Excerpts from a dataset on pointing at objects
┄┄┄┄┄┄┄┄┄┄

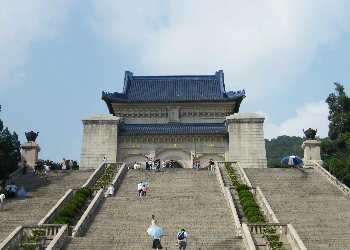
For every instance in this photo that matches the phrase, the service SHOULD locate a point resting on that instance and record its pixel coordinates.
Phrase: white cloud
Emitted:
(257, 44)
(314, 115)
(21, 24)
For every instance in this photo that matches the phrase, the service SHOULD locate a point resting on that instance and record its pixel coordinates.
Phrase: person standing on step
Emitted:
(154, 221)
(198, 163)
(2, 201)
(182, 239)
(110, 191)
(139, 188)
(147, 163)
(13, 190)
(144, 190)
(64, 168)
(104, 162)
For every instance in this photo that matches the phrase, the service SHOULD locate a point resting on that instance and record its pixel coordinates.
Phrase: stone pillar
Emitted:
(100, 139)
(246, 140)
(30, 152)
(312, 152)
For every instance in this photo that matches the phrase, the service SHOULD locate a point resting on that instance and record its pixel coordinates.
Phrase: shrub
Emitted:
(274, 244)
(256, 219)
(71, 207)
(241, 187)
(66, 212)
(244, 199)
(269, 230)
(272, 237)
(250, 209)
(27, 246)
(249, 204)
(244, 193)
(63, 220)
(254, 213)
(76, 203)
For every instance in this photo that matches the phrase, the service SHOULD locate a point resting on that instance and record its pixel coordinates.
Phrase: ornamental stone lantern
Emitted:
(30, 149)
(312, 152)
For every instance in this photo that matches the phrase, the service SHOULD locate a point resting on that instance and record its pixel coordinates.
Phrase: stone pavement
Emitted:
(179, 198)
(318, 210)
(41, 195)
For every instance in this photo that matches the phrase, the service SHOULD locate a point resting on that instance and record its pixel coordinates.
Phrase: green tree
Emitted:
(338, 143)
(10, 152)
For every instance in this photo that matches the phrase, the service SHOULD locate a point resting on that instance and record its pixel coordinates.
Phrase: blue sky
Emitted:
(56, 58)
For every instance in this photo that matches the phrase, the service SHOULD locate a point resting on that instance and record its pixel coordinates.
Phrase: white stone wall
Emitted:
(100, 139)
(246, 139)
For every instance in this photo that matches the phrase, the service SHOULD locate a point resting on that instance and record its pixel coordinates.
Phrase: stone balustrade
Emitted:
(284, 229)
(332, 179)
(19, 235)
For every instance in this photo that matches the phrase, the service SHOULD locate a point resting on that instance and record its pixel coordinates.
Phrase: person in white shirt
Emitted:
(110, 191)
(139, 188)
(182, 239)
(2, 200)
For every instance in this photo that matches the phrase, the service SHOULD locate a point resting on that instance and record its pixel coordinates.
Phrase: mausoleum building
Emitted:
(173, 118)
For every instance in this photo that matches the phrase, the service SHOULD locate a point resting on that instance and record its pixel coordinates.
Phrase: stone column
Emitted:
(100, 139)
(30, 152)
(246, 140)
(312, 152)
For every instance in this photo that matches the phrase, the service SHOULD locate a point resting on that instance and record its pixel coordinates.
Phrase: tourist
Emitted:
(104, 162)
(143, 190)
(24, 167)
(182, 239)
(156, 243)
(154, 221)
(198, 163)
(13, 190)
(147, 164)
(139, 188)
(64, 168)
(2, 200)
(212, 165)
(47, 170)
(8, 190)
(71, 164)
(21, 193)
(110, 191)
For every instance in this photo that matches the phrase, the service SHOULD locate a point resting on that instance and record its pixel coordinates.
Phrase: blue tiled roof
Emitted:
(203, 88)
(173, 129)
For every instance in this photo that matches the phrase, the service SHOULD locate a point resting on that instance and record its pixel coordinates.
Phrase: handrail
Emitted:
(59, 240)
(332, 179)
(226, 191)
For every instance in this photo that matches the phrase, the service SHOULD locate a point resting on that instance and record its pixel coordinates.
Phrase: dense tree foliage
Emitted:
(338, 144)
(10, 152)
(282, 146)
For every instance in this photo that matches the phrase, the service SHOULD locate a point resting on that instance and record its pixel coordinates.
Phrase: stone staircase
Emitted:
(179, 198)
(41, 195)
(318, 210)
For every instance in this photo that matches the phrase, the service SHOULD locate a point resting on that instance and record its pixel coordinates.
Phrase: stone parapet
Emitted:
(246, 140)
(100, 139)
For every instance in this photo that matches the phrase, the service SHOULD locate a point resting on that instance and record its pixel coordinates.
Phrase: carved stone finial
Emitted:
(31, 136)
(310, 134)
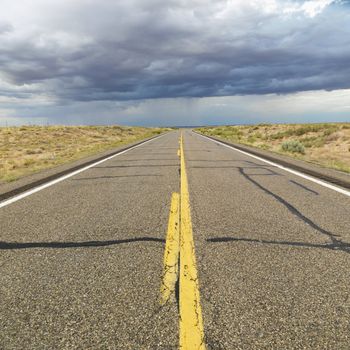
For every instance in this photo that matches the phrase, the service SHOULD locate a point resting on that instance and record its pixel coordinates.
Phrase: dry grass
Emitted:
(28, 149)
(326, 144)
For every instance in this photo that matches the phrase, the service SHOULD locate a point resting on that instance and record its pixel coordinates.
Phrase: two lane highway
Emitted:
(82, 261)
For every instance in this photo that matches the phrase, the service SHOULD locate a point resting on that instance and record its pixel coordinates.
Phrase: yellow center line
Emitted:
(191, 320)
(180, 247)
(171, 254)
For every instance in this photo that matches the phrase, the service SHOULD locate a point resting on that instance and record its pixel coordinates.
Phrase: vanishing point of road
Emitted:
(180, 242)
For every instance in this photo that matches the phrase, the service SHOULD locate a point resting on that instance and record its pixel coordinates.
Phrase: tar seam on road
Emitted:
(307, 177)
(171, 253)
(191, 321)
(64, 177)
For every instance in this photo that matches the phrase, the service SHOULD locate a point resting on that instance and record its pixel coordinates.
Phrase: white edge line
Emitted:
(307, 177)
(64, 177)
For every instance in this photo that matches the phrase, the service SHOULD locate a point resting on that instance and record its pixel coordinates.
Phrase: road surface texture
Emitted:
(81, 262)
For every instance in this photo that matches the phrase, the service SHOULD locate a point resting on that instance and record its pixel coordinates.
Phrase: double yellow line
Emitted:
(180, 265)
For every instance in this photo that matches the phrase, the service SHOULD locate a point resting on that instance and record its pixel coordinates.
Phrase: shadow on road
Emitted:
(113, 177)
(345, 247)
(27, 245)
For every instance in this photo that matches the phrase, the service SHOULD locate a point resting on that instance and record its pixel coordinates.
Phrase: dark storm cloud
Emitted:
(106, 50)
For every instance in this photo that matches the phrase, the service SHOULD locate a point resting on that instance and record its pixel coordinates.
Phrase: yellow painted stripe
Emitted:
(191, 321)
(171, 254)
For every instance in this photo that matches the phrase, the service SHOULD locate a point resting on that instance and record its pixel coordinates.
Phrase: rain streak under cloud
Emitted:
(174, 62)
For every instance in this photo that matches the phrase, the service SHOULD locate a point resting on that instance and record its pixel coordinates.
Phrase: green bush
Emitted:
(293, 146)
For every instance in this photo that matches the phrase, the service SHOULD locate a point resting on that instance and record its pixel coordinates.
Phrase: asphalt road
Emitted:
(81, 262)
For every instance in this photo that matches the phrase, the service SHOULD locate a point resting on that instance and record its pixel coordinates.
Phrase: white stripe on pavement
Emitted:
(64, 177)
(307, 177)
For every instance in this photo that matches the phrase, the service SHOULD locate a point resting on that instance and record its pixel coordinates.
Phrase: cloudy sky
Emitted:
(174, 62)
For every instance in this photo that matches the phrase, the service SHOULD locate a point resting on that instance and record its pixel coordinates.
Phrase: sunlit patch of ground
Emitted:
(29, 149)
(326, 144)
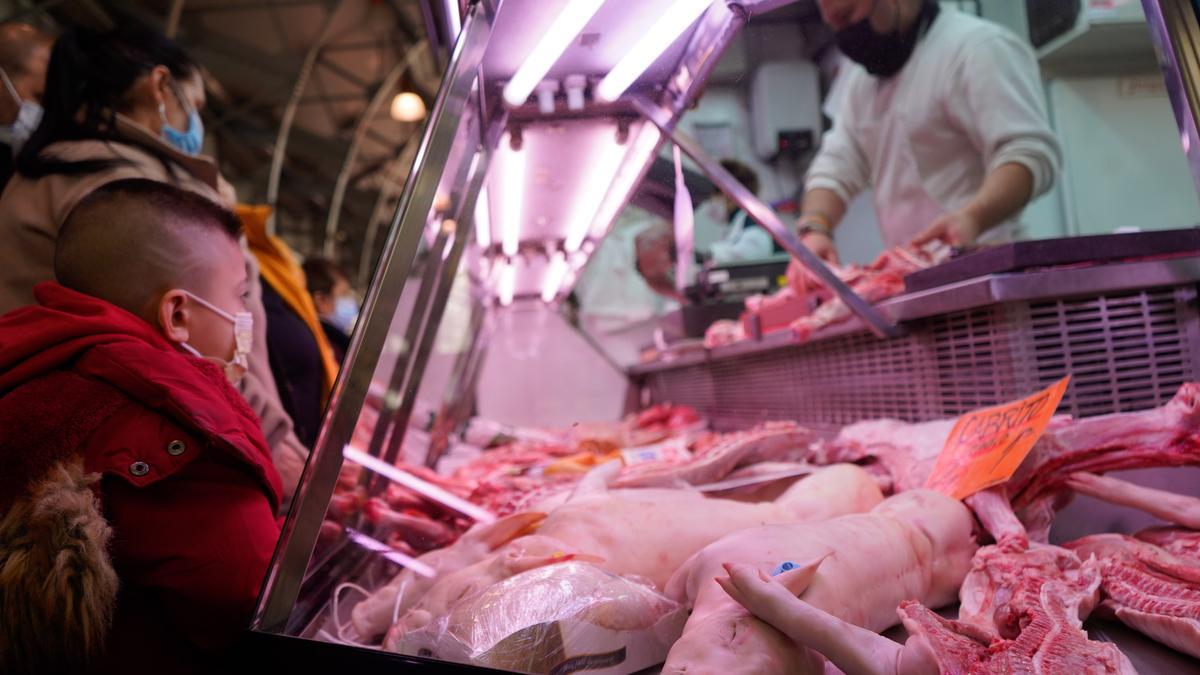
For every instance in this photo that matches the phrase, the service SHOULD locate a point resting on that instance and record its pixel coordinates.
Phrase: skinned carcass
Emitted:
(1050, 644)
(1151, 589)
(906, 453)
(647, 533)
(651, 532)
(917, 544)
(773, 441)
(562, 617)
(376, 614)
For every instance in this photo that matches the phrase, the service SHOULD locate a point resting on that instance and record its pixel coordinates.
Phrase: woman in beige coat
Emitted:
(123, 103)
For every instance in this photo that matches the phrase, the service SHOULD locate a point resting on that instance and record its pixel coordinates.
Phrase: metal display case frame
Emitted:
(437, 211)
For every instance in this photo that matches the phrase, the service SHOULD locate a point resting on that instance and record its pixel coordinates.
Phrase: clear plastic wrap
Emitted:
(557, 619)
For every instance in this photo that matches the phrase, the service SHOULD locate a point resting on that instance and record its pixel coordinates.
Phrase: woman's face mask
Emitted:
(346, 314)
(189, 142)
(244, 339)
(29, 115)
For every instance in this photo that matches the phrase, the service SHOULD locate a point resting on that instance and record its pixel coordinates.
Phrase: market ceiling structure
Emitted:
(300, 97)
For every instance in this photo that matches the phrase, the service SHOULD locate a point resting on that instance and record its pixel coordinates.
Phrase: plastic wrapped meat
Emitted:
(562, 617)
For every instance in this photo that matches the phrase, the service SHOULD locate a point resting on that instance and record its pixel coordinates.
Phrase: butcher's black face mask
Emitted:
(883, 55)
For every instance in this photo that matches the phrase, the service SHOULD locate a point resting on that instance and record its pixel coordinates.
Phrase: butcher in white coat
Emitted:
(743, 240)
(942, 114)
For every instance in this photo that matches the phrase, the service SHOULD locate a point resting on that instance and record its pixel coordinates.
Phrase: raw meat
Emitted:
(520, 555)
(879, 281)
(859, 567)
(1151, 589)
(775, 441)
(375, 614)
(811, 308)
(1001, 593)
(723, 333)
(556, 619)
(1051, 644)
(1174, 508)
(1163, 436)
(413, 526)
(651, 532)
(1185, 543)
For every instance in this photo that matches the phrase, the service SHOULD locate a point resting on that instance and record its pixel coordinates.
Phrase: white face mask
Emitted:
(244, 339)
(29, 115)
(346, 312)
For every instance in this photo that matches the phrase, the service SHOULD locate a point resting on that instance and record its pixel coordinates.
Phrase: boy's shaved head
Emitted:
(132, 240)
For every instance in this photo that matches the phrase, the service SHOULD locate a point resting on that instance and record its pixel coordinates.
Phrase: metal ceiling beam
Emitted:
(209, 7)
(31, 9)
(289, 111)
(382, 94)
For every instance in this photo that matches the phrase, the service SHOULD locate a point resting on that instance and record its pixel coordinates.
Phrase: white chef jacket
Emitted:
(610, 288)
(744, 242)
(969, 100)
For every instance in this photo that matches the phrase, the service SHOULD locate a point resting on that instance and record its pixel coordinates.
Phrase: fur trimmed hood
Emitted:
(55, 575)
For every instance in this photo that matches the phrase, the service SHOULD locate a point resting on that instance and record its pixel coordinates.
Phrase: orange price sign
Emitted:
(987, 446)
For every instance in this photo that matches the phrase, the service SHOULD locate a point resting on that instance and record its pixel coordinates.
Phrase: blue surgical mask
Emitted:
(29, 115)
(189, 142)
(346, 314)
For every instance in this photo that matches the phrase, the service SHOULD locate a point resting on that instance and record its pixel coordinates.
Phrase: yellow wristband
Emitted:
(814, 222)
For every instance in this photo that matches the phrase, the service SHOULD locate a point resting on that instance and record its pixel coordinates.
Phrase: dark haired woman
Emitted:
(124, 103)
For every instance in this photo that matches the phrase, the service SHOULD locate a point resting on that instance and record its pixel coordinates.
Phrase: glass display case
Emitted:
(550, 117)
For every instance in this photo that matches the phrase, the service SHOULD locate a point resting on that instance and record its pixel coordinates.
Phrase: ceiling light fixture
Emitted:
(553, 42)
(671, 24)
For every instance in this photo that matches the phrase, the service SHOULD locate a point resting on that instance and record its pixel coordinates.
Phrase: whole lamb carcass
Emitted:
(906, 453)
(858, 567)
(515, 557)
(373, 615)
(1152, 589)
(1051, 643)
(651, 532)
(645, 532)
(561, 617)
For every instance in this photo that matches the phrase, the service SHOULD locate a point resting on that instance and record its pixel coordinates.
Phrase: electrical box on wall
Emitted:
(785, 108)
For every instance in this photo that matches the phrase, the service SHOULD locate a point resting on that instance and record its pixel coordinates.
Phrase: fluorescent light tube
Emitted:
(604, 172)
(677, 17)
(555, 275)
(553, 42)
(483, 220)
(514, 183)
(507, 284)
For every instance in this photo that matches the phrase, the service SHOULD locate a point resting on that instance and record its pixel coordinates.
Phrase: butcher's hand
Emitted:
(958, 228)
(798, 276)
(856, 651)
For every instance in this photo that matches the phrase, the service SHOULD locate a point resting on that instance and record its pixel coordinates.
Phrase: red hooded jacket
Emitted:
(187, 481)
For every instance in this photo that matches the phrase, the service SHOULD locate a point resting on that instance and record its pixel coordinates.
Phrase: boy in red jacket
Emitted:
(120, 370)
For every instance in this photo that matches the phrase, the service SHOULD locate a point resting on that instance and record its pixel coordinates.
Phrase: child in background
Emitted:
(138, 491)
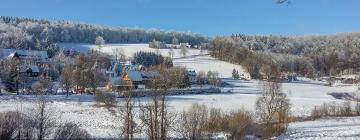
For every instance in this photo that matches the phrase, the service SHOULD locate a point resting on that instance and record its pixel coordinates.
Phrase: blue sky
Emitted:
(207, 17)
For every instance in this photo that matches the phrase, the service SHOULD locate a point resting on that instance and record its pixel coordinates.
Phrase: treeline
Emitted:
(311, 56)
(25, 33)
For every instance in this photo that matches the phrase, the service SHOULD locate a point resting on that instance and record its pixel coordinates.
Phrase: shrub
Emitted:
(71, 131)
(108, 99)
(8, 124)
(239, 124)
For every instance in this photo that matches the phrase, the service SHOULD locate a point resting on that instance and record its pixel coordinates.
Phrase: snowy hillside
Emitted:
(129, 49)
(347, 128)
(304, 95)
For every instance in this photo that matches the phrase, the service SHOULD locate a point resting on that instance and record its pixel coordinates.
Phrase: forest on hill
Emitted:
(29, 33)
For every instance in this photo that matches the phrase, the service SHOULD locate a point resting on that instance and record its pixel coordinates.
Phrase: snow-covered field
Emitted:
(325, 129)
(304, 95)
(129, 49)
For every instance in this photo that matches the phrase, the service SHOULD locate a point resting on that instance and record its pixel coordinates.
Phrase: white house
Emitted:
(192, 76)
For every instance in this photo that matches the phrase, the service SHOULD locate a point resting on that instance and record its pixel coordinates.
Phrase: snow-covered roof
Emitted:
(116, 81)
(134, 75)
(31, 68)
(150, 74)
(23, 54)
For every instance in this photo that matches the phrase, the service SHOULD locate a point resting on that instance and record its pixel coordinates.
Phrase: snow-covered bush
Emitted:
(71, 131)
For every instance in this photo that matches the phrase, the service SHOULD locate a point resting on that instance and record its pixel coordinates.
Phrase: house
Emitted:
(30, 71)
(132, 79)
(192, 76)
(187, 45)
(246, 76)
(25, 55)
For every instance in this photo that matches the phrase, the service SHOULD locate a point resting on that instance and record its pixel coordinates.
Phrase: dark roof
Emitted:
(134, 75)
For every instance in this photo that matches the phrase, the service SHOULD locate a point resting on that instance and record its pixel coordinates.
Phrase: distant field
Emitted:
(304, 95)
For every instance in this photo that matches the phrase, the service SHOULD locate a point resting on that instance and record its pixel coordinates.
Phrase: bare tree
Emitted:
(129, 127)
(156, 118)
(43, 117)
(119, 54)
(171, 53)
(66, 78)
(99, 41)
(192, 123)
(201, 78)
(272, 108)
(239, 124)
(183, 51)
(70, 131)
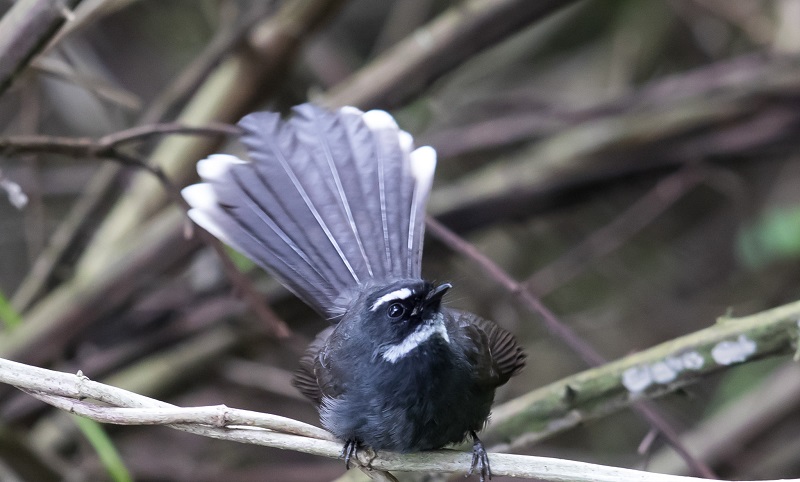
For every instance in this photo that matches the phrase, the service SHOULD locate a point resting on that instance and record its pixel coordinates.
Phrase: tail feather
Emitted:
(328, 202)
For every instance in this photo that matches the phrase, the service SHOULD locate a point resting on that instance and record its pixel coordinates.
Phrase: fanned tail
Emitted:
(327, 203)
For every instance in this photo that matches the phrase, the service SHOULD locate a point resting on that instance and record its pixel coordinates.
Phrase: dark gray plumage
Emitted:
(333, 205)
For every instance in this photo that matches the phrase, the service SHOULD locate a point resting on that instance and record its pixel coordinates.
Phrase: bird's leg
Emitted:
(480, 459)
(349, 450)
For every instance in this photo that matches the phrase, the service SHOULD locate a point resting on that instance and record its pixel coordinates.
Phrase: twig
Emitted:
(70, 391)
(106, 146)
(611, 236)
(433, 50)
(562, 331)
(25, 30)
(653, 372)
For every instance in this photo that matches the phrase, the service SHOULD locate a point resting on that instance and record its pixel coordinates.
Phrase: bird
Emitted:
(332, 203)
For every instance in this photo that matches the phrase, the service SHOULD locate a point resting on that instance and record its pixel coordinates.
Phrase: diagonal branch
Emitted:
(70, 392)
(562, 331)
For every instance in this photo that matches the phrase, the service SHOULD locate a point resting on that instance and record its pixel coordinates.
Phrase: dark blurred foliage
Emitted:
(635, 161)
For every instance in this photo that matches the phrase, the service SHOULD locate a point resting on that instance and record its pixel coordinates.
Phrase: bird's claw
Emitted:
(480, 460)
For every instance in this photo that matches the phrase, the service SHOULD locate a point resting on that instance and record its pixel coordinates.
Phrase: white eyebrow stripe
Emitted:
(400, 294)
(416, 338)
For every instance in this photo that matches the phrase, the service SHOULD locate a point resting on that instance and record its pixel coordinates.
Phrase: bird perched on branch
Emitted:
(333, 205)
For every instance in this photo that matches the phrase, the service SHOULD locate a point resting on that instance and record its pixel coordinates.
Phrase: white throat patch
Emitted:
(416, 338)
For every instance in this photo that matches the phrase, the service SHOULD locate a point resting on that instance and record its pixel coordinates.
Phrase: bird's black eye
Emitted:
(396, 310)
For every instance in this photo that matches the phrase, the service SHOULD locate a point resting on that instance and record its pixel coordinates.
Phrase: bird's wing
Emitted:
(327, 202)
(305, 378)
(495, 353)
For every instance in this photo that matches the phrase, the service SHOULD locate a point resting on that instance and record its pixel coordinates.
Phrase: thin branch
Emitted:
(613, 235)
(105, 146)
(453, 37)
(653, 372)
(108, 147)
(24, 32)
(562, 331)
(70, 391)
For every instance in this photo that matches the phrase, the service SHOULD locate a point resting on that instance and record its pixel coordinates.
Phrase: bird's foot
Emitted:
(349, 450)
(480, 459)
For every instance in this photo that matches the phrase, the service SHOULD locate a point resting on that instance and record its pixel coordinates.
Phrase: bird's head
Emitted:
(404, 315)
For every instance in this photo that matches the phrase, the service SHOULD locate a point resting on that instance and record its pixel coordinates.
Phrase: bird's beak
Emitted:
(435, 296)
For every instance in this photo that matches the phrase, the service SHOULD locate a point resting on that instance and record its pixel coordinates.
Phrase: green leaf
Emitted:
(109, 456)
(9, 316)
(775, 236)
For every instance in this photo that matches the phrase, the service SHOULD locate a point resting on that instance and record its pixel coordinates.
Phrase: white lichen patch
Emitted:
(662, 372)
(727, 352)
(692, 360)
(637, 379)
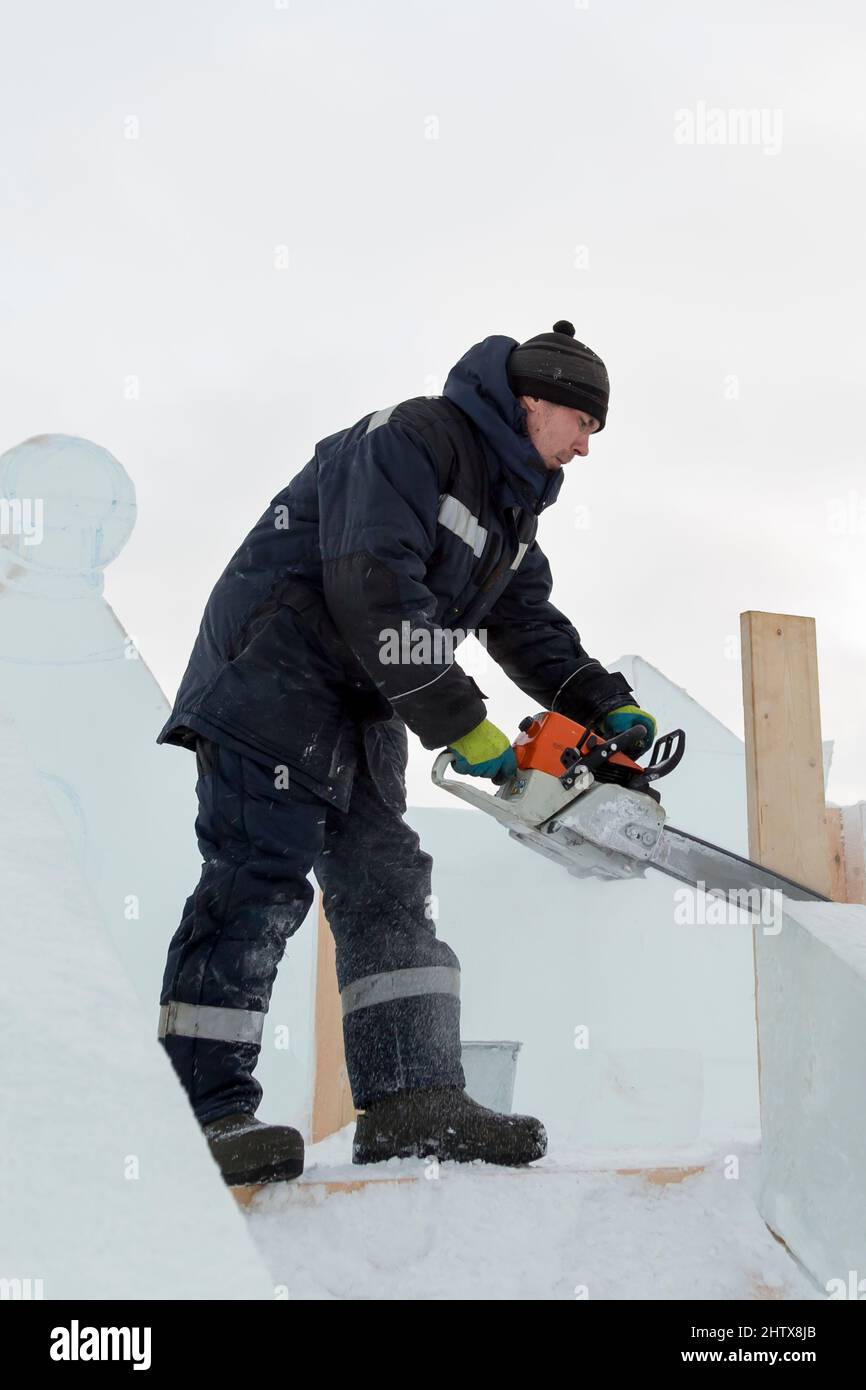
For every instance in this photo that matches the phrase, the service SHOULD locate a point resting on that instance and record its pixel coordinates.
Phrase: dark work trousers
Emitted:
(399, 984)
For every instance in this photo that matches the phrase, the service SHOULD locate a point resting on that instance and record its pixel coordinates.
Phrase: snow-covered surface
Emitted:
(812, 993)
(107, 1189)
(476, 1232)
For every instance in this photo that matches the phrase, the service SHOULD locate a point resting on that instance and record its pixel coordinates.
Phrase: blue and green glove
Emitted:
(626, 716)
(484, 752)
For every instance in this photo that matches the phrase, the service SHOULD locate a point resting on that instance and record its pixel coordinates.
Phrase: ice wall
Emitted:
(107, 1187)
(812, 1022)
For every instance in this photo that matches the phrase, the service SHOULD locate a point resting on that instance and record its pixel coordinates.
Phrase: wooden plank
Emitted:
(332, 1104)
(783, 747)
(784, 759)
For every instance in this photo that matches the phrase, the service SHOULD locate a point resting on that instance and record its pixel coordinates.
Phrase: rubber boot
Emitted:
(249, 1151)
(444, 1122)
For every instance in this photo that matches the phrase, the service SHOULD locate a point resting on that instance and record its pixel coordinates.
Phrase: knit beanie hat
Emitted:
(558, 367)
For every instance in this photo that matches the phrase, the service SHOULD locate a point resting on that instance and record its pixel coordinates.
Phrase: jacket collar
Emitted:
(478, 384)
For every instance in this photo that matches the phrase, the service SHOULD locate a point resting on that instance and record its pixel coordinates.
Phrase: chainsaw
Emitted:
(583, 801)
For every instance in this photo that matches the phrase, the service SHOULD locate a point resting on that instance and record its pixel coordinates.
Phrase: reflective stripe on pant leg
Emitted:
(399, 984)
(203, 1020)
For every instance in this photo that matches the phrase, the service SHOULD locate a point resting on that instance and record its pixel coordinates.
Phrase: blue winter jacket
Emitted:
(416, 521)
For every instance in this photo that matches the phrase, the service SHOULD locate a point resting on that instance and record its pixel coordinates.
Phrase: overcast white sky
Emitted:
(437, 173)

┄┄┄┄┄┄┄┄┄┄

> Exercise directions
Count the lines in the listing that contain the string "display". Reply with the number alone.

> Result of the exercise
2